**PROBLEM TO WORK ON**
Reproduce the listing below word for word, omitting any pictures from your reply.

+ + + +

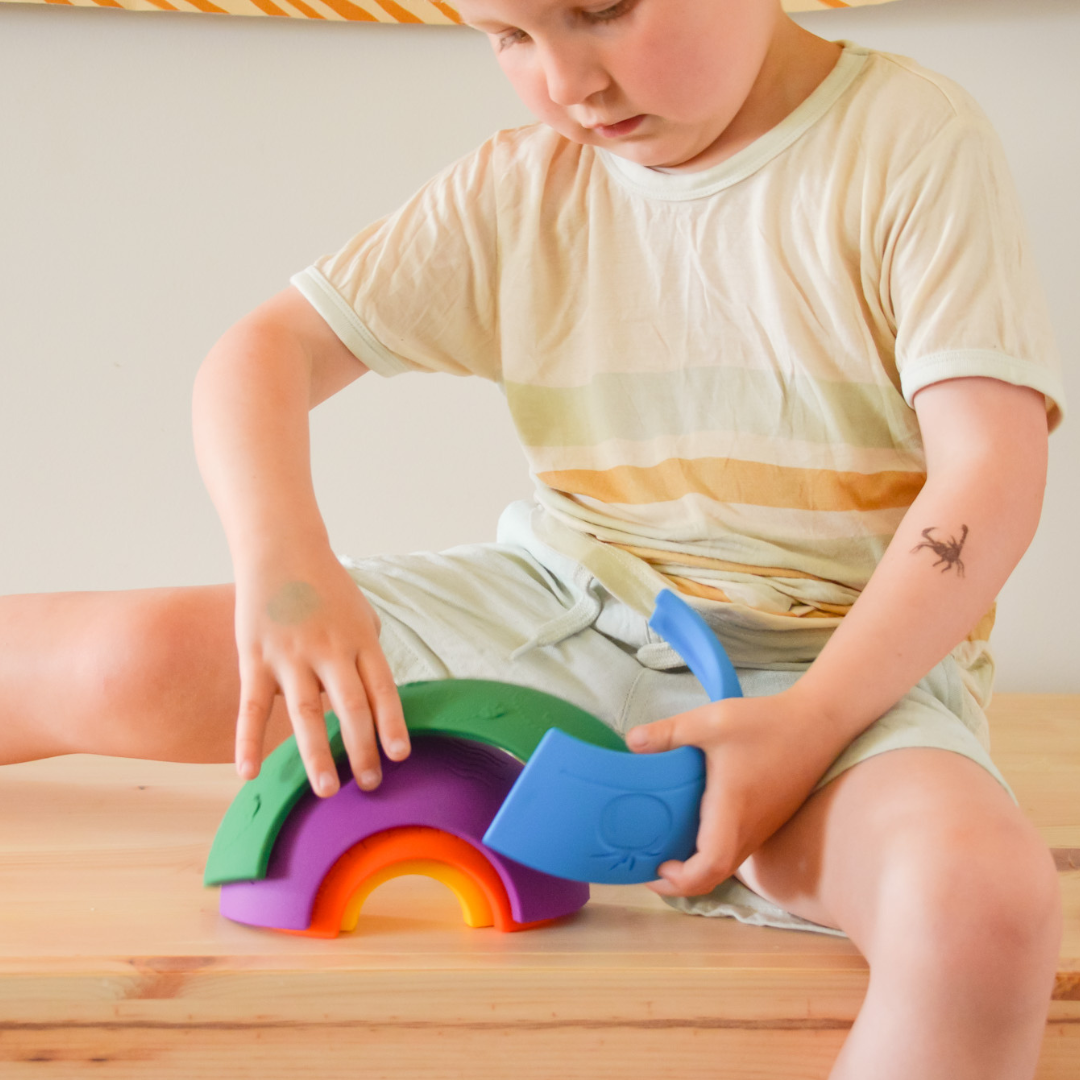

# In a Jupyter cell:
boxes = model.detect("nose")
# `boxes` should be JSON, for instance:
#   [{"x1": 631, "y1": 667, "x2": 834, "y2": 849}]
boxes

+ + + +

**COMPLETED TASK**
# In a Jupyter cell:
boxes = model.detect("nose")
# `boxes` should be JSON, for instance:
#   [{"x1": 631, "y1": 667, "x2": 834, "y2": 849}]
boxes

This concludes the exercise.